• _Required task_
Return the passage of the simulated annealing text that runs from "Ultra Fast Simulated" up to and including "high-throughput & low-latency random-access.", copied word for word.

Ultra Fast Simulated Annealing with OpenCL

What Does It Do?

This simple simulated-annealing tool uses OpenCL to compute the simulation elements of the simulated annealing in parallel.

uses all GPUs+CPUs in single computer
256 threads per state-clone (1 OpenCL work-group per state-clone), optional, can be changed to any other number like 1024 for Nvidia gpus.
allows thousands of parameters per state-clone (up to local-memory limitations of OpenCL implementation of hardware), generally local memory is limited so it's around few thousands of elements maximum (this should be enough to train some small neural networks) but will be changed to optionally video-memory version for bigger problems, for now they're in local memory for high-throughput & low-latency random-access.
minimum state copies required = number of GPUs(and other accelerators), maximum depends on combined video-memory size of computer (and/or RAM if there is also a CPU included)
all parameter values given by solver are in normalized form (in range (0.0f, 1.0f)) and user maps them to their intended range in kernel

How Does It Work?

• _Dataset section_
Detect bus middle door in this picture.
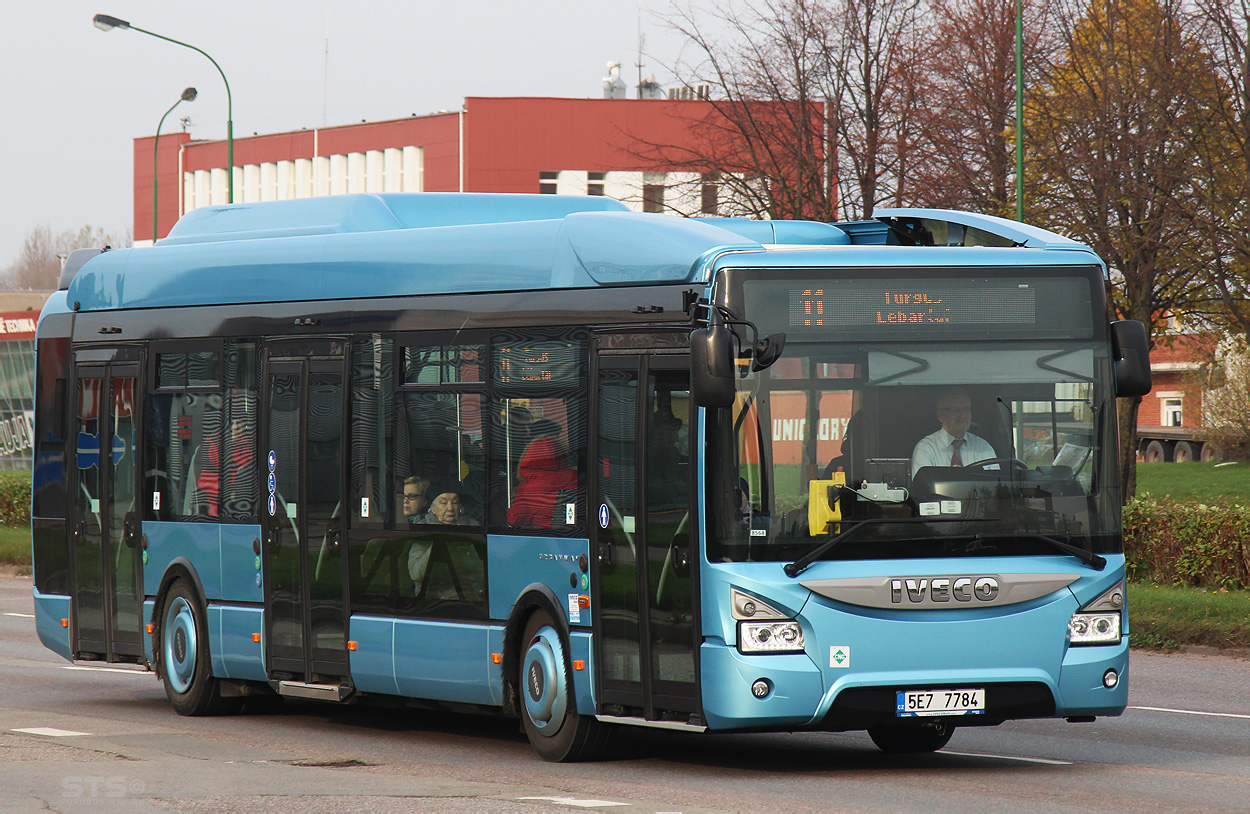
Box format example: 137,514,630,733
591,351,700,723
261,341,349,698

• _Response to the exercise_
Ultra Fast Simulated Annealing with OpenCL

What Does It Do?

This simple simulated-annealing tool uses OpenCL to compute the simulation elements of the simulated annealing in parallel.

uses all GPUs+CPUs in single computer
256 threads per state-clone (1 OpenCL work-group per state-clone), optional, can be changed to any other number like 1024 for Nvidia gpus.
allows thousands of parameters per state-clone (up to local-memory limitations of OpenCL implementation of hardware), generally local memory is limited so it's around few thousands of elements maximum (this should be enough to train some small neural networks) but will be changed to optionally video-memory version for bigger problems, for now they're in local memory for high-throughput & low-latency random-access.